» **Objective**
Take the line containing "Where can the player" and all lines after it, through the end of the material, and repeat them exactly, pictures left out.

» **Supplied entries**
-------------------------

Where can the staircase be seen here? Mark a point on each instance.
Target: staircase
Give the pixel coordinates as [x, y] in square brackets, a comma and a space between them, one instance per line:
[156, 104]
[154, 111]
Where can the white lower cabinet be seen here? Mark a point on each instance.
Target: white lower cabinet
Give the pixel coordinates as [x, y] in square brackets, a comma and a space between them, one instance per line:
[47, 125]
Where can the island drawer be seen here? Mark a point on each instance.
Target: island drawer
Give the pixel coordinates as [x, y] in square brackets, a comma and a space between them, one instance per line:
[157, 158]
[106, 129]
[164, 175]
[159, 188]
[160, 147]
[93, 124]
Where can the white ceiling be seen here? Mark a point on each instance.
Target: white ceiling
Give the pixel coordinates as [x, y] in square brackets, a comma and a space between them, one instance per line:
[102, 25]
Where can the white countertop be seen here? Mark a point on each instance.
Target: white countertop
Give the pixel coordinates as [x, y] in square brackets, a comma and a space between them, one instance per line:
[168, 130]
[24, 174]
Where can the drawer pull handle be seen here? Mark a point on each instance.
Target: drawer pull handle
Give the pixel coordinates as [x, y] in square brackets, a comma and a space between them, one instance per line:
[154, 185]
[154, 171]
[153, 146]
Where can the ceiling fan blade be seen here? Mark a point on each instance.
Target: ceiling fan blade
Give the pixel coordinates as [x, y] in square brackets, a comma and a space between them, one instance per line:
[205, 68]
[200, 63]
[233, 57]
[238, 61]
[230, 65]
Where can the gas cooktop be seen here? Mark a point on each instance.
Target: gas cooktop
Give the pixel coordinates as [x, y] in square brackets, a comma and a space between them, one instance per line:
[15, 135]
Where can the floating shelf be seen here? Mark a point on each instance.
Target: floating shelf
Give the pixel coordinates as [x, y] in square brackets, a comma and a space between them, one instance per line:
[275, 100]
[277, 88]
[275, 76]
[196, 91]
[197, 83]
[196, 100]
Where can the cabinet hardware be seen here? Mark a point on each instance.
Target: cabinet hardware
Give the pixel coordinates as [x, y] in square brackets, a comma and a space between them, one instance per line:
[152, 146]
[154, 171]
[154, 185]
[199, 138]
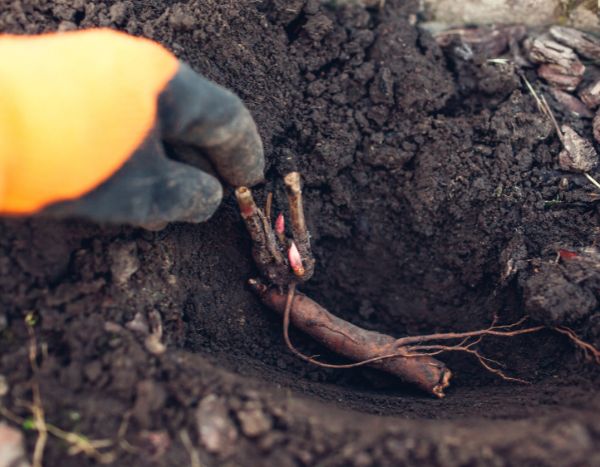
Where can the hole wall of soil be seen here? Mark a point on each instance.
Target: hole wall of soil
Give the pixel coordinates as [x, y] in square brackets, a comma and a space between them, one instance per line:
[423, 182]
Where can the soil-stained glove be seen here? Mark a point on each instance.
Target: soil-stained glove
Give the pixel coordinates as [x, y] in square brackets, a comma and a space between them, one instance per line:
[83, 119]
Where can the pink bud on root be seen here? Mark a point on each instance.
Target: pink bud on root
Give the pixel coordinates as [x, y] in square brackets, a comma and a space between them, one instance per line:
[295, 260]
[280, 224]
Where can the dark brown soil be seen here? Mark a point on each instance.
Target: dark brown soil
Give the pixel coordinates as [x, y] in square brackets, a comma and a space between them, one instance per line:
[426, 182]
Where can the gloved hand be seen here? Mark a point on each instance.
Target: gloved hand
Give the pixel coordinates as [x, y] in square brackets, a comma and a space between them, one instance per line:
[83, 119]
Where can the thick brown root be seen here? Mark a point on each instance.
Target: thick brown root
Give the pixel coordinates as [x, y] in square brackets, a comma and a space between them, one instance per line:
[367, 347]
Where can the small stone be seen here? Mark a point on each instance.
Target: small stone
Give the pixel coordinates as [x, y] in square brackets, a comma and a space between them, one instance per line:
[578, 154]
[118, 12]
[124, 261]
[93, 370]
[181, 17]
[216, 430]
[254, 422]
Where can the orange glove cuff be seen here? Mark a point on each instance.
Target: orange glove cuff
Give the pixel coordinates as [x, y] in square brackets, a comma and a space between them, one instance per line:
[73, 108]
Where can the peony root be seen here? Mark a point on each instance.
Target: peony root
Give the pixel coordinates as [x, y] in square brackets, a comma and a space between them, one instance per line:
[286, 262]
[368, 347]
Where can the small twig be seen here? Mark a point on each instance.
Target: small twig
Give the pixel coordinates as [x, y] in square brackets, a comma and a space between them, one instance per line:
[550, 114]
[294, 193]
[268, 205]
[77, 443]
[592, 180]
[589, 350]
[37, 409]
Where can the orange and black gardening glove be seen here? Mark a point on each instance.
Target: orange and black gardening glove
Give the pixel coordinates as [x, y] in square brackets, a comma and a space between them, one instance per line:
[84, 118]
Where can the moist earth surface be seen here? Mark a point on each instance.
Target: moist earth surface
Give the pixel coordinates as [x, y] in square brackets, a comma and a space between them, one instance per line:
[435, 203]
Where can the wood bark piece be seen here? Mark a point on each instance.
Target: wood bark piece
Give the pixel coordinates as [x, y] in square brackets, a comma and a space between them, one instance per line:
[571, 103]
[578, 154]
[596, 127]
[584, 44]
[543, 49]
[590, 95]
[559, 77]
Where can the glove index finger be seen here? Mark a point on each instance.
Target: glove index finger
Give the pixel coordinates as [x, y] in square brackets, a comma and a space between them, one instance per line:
[199, 113]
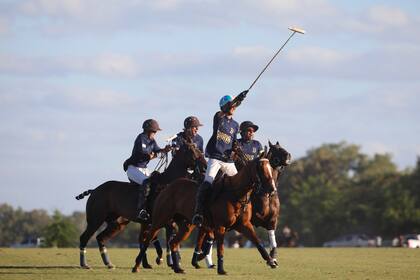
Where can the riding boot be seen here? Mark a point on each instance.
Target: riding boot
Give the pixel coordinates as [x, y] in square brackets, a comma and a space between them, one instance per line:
[202, 196]
[144, 189]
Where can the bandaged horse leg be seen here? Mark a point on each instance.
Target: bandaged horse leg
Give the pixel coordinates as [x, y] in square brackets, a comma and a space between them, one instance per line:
[183, 233]
[273, 245]
[220, 236]
[141, 204]
[248, 230]
[209, 259]
[159, 251]
[198, 253]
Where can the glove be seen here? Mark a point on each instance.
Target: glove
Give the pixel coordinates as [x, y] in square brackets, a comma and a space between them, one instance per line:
[242, 95]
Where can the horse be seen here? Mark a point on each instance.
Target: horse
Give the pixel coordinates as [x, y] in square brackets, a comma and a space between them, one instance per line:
[115, 203]
[230, 198]
[265, 205]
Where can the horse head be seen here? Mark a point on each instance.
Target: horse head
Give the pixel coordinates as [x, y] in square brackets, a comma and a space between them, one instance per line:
[263, 176]
[191, 154]
[278, 156]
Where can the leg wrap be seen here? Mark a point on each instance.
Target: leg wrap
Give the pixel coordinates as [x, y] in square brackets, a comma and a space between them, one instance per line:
[263, 252]
[83, 262]
[209, 260]
[272, 238]
[104, 255]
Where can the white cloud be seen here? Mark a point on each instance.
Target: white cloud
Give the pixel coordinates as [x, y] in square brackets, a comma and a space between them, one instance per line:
[317, 56]
[388, 16]
[4, 26]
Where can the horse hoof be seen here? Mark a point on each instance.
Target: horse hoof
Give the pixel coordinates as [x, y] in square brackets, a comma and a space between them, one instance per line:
[272, 263]
[110, 266]
[179, 270]
[221, 272]
[196, 265]
[147, 266]
[200, 257]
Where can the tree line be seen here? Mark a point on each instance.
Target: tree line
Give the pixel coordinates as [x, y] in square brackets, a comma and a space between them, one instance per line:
[334, 189]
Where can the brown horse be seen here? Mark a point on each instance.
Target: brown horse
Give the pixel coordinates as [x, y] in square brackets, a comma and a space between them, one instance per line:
[230, 199]
[115, 202]
[265, 205]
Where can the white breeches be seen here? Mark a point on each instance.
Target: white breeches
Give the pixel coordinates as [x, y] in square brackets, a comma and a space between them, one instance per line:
[214, 165]
[137, 174]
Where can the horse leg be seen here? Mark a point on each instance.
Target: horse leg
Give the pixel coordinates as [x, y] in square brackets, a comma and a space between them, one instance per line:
[91, 228]
[159, 251]
[207, 245]
[112, 229]
[273, 245]
[220, 237]
[142, 236]
[248, 230]
[143, 247]
[169, 233]
[198, 248]
[183, 233]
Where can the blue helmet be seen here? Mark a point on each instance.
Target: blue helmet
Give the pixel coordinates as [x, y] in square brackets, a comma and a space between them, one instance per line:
[225, 100]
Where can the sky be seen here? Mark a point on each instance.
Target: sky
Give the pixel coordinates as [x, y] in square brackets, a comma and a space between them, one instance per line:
[78, 78]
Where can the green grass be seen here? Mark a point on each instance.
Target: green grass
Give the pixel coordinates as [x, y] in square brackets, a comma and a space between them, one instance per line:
[302, 263]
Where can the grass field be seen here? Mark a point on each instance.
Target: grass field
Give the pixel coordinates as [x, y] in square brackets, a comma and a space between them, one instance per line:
[302, 263]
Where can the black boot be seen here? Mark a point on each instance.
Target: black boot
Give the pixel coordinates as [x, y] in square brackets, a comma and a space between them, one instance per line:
[202, 195]
[144, 189]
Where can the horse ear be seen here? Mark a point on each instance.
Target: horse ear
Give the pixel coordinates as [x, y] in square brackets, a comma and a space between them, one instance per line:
[265, 152]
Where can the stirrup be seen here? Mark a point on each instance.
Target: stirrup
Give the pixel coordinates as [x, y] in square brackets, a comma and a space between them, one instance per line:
[143, 215]
[198, 220]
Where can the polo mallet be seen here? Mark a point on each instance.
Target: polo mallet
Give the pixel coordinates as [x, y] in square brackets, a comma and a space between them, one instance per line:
[243, 94]
[294, 31]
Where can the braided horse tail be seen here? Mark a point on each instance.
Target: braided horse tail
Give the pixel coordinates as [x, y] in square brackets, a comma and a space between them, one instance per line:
[83, 194]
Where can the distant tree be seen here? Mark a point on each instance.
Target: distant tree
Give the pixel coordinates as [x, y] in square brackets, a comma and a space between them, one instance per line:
[61, 232]
[9, 233]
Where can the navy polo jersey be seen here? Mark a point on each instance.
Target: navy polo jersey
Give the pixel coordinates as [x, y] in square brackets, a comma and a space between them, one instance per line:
[250, 148]
[143, 147]
[224, 134]
[197, 140]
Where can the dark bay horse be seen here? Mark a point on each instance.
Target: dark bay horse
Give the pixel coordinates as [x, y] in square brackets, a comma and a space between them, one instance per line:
[230, 198]
[265, 205]
[115, 202]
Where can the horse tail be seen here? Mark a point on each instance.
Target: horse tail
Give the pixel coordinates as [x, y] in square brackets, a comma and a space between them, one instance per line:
[83, 194]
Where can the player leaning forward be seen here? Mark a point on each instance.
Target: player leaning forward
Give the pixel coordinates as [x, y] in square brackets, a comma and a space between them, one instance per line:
[218, 150]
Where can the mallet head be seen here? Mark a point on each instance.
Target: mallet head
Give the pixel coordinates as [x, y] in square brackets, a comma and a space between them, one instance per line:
[298, 30]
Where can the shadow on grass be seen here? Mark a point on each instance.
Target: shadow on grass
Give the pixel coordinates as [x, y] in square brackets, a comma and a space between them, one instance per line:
[38, 267]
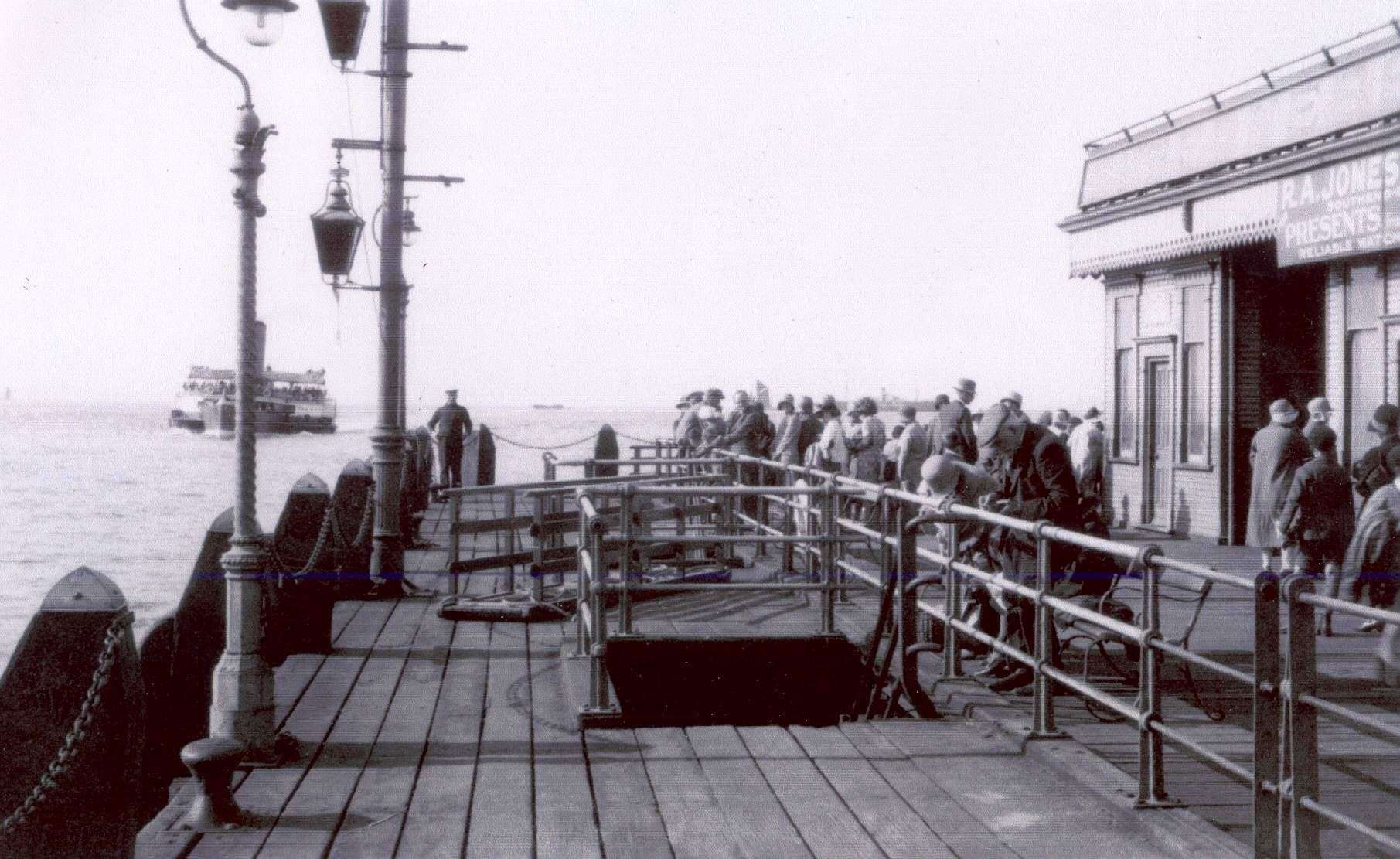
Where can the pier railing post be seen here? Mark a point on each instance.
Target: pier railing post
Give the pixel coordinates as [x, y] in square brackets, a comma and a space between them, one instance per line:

-------------------------

» **Expected output**
Where can the player leaning forward be seen here? Mark a point on each instance.
Target: player leaning forward
Give the pixel coordinates as [x, y] in square brackets, a comma and a space between them, one instance per line:
[218, 150]
Where can the mallet head be seen here? Mark a point on each instance.
Target: mallet head
Give the pixel coordinates as [x, y] in square brackets, a comma and a space between them, one instance per line:
[298, 30]
Where can the shadow on grass be seen here? Mark a point on each instance.
Target: shadow on grass
Give the pixel coordinates as [x, y] in square brackets, a comma and a space between them, one instance per line:
[38, 267]
Where can the pier railing post be seen here? Mark a point on each instance.
Target: pier railing post
Give the pixel coordinates as [x, y] in square brackets, a comma and a space between them, one instance per line:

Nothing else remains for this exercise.